„Sie werden die Bilder nicht los“

Opferanwalt Julius Reiter spricht über die Folgen der Katastrophe bei der Loveparade.

Herr Reiter, ein Jahr ist seit der Loveparade-Katastrophe vergangen, bei der 21 Menschen starben. Wie geht es den Angehörigen?

Reiter: Vielen von ihnen geht es immer noch sehr schlecht. Sie beobachten nun schon seit Monaten, wie alle Beteiligten sich gegenseitig die Verantwortung zuschieben. Und sie werden die schrecklichen Bilder in ihrem Kopf nicht los: das Gedränge, die Panik, die Toten.

Wurden die Opfer und Hinterbliebenen im vergangenen Jahr ausreichend betreut?

Reiter: Die Notfallseelsorge und der Verein der Opfer Massenpanik Selbsthilfe leisten gute Arbeit. Doch gibt es Hinterbliebene und Geschädigte, die im Ausland leben — etwa in China, Spanien oder Italien. Für sie gibt es keine organisierten Hilfen. Sie stehen allein.

Reiter: Dass das Ermittlungsverfahren abgeschlossen wird, dass die Verantwortlichen vor Gericht kommen und dass man ihnen Beistand leistet und sie angemessen entschädigt.

Wer trägt nach Ihrer Überzeugung die Verantwortung?

Reiter: Alle Beteiligten — also Veranstalter, Stadt und Land — tragen Verantwortung.Es gibt keine Alleinursache und keinen Alleinverursacher der Katastrophe. Es gibt vielmehr ein Versagen aller drei Beteiligten, die gemeinsam Verantwortung und Schuld tragen: der Veranstalter, der Druck auf die Verwaltung ausgeübt und sich nicht an die Sicherheitsauflagen gehalten hat. Die Stadt, die nicht hätte genehmigen dürfen und nicht kontrolliert hat, und die Polizei, die grobe Fehler bei ihrem Einsatz gemacht hat.

Datensätze zu Objektpositionen:
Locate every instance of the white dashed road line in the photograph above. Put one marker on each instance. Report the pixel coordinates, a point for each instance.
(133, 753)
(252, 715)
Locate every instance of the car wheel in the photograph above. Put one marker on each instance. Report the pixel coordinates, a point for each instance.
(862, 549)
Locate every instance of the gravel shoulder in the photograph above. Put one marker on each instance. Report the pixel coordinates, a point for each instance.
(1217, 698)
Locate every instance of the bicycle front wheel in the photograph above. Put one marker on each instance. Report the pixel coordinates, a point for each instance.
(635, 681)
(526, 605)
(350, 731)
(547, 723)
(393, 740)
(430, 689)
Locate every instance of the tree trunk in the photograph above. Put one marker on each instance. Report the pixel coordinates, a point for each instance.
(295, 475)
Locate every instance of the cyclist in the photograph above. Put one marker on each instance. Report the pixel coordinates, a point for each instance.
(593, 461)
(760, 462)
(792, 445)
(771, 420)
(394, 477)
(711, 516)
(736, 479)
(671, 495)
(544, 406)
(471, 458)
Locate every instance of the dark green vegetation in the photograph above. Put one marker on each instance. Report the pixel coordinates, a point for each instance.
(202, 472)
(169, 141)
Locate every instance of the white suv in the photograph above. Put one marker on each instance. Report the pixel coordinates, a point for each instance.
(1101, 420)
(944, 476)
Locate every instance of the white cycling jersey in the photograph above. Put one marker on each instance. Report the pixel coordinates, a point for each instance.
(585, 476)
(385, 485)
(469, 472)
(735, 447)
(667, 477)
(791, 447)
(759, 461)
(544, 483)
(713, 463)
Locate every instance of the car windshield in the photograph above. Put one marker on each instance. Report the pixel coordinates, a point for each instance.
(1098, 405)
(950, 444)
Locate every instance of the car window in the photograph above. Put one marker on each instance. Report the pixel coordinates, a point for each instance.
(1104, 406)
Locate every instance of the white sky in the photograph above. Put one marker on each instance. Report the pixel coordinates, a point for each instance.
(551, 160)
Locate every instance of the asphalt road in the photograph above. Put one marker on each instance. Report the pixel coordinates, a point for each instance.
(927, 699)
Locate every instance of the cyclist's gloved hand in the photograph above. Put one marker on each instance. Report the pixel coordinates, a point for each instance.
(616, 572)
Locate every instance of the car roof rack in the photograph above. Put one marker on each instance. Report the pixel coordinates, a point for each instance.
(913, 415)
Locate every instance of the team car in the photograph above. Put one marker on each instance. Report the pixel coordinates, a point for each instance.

» **Aufgaben**
a) Beantworte zum Interview über die Loveparade-Katastrophe folgende Fragen:
(i) Wie viele Menschen starben bei der Katastrophe?
(ii) In welchen Ländern leben laut Reiter Hinterbliebene und Geschädigte, für die es keine organisierten Hilfen gibt?
(iii) Welche drei Beteiligten tragen nach Reiters Aussage Verantwortung?
b) Gib aus dem Interview den Abschnitt wörtlich wieder, der mit „Wurden die Opfer“ beginnt, und höre nach „Sie stehen allein.“ auf.

» **Lösungen**
a)
(i) 21 Menschen.
(ii) Etwa in China, Spanien oder Italien.
(iii) Veranstalter, Stadt und Land.

b)
Wurden die Opfer und Hinterbliebenen im vergangenen Jahr ausreichend betreut?

Reiter: Die Notfallseelsorge und der Verein der Opfer Massenpanik Selbsthilfe leisten gute Arbeit. Doch gibt es Hinterbliebene und Geschädigte, die im Ausland leben — etwa in China, Spanien oder Italien. Für sie gibt es keine organisierten Hilfen. Sie stehen allein.